== Segment start ==

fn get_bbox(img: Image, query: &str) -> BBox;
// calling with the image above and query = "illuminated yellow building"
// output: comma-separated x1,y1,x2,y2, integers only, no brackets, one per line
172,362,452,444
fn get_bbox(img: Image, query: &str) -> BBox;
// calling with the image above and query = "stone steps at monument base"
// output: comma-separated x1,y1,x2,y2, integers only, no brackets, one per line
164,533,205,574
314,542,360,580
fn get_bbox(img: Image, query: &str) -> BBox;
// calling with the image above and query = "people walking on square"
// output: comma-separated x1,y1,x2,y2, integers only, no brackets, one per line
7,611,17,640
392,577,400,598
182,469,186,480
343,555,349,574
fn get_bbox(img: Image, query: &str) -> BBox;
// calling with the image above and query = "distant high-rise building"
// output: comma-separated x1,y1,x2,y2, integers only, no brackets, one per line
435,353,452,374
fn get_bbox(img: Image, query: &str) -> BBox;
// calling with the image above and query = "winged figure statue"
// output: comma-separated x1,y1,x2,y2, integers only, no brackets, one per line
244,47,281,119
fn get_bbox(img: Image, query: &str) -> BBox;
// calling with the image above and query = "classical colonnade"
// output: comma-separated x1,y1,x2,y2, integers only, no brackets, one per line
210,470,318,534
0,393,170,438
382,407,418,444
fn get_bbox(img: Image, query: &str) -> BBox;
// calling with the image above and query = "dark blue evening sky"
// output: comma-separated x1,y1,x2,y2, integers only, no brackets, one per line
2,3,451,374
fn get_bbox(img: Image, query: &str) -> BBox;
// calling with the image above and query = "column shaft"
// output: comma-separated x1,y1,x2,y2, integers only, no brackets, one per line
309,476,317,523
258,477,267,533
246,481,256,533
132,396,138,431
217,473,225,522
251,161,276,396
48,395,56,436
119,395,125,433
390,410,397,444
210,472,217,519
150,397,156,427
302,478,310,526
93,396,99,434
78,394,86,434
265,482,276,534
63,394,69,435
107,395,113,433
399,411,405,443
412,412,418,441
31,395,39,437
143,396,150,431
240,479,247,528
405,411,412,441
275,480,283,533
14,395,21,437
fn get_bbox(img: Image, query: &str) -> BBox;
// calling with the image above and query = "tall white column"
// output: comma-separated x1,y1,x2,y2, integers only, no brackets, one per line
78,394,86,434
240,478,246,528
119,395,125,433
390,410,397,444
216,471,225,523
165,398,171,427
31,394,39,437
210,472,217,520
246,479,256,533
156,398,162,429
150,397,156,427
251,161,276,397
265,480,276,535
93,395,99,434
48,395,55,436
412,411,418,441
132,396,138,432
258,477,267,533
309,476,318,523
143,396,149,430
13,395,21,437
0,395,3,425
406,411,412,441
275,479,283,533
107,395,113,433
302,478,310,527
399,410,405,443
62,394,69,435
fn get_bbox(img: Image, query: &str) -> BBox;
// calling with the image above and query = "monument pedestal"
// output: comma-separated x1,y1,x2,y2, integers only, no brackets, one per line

== Segment end ==

Exercise goal →
A complete, exact copy of the material is required.

Answer to the problem →
fn get_bbox(img: Image, query: &str) -> BBox;
// calling with the image above and query = "illuminated yellow building"
// output: comma-separated x1,y1,x2,y2, integers only, no brackets, one per line
172,362,452,444
fn get_bbox(img: Image, query: &str) -> BBox;
// calling with the image above and query = "stone steps at monument base"
// output: comma-separated x1,y1,x2,y2, integers only, no brackets, one per line
164,533,205,574
314,542,360,580
fn get_bbox(img: Image, query: &str) -> BBox;
// calling with the image above and query = "people walking on square"
// output: comma-separated x1,y1,x2,y2, integers only, no brackets, one per line
7,611,17,640
392,577,400,598
182,469,186,480
343,555,349,574
fn get_bbox(img: Image, query: &str) -> BBox;
// calling with the image above and query = "distant high-rise building"
// output: comma-separated x1,y1,x2,y2, integers only, no brackets, one per line
435,353,452,374
fn get_bbox(img: Image, query: &str) -> BBox;
// calling with the image above and query = "winged figure statue"
// output: comma-separated x1,y1,x2,y2, integers only, no brackets, one per line
244,47,281,119
fn get_bbox(img: Image, query: &str) -> BBox;
// calling with the image above and query = "classical colonnade"
// output: comma-separated x1,y1,x2,y2, integers only, no brackets, one per line
210,470,318,534
0,393,170,438
382,407,418,444
fn get_bbox(img: Image, query: &str) -> BBox;
// calling with the image above and query = "dark blue evening sky"
// output: comma-separated x1,y1,x2,y2, integers only, no brackets, one per line
2,3,451,374
fn get_bbox(img: Image, query: &str) -> BBox;
// calling with the image above and query = "column shaft"
// output: comma-separated x1,y1,x2,y2, integers only, no brackets, one per line
309,476,317,523
258,477,267,533
246,481,256,533
132,396,138,431
217,473,225,522
251,161,276,396
48,395,56,436
119,395,125,433
390,410,397,444
210,472,217,519
150,397,156,427
302,478,310,526
93,396,99,434
78,394,86,434
265,482,276,534
63,394,69,435
107,395,113,433
399,411,405,443
412,412,418,441
31,395,39,437
143,396,150,431
240,479,247,528
405,411,412,441
275,480,283,533
14,395,21,437
fn get_bbox(img: Image, query: &str) -> BBox;
// calling with the image above and query = "tall white column"
// output: comma-separated x1,y1,x2,y2, integers only, no brackets, one per line
78,394,86,434
240,478,246,528
119,395,125,433
390,410,397,444
216,471,225,523
165,398,171,427
31,394,39,437
210,472,217,520
246,479,256,533
156,398,162,429
150,397,156,427
251,161,276,397
265,480,276,535
93,395,99,434
48,395,55,436
412,411,418,441
132,396,138,432
258,477,267,533
309,476,318,523
143,396,149,430
13,395,21,437
0,395,3,425
406,411,412,441
275,479,283,533
107,395,113,433
302,478,310,527
399,410,405,443
62,394,69,435
fn get_bbox(img: Image, query: &str) -> BBox;
// calling with the image above and query = "monument pedestal"
// output: comma-separated x1,y1,x2,y2, integers only, no brackets, one per line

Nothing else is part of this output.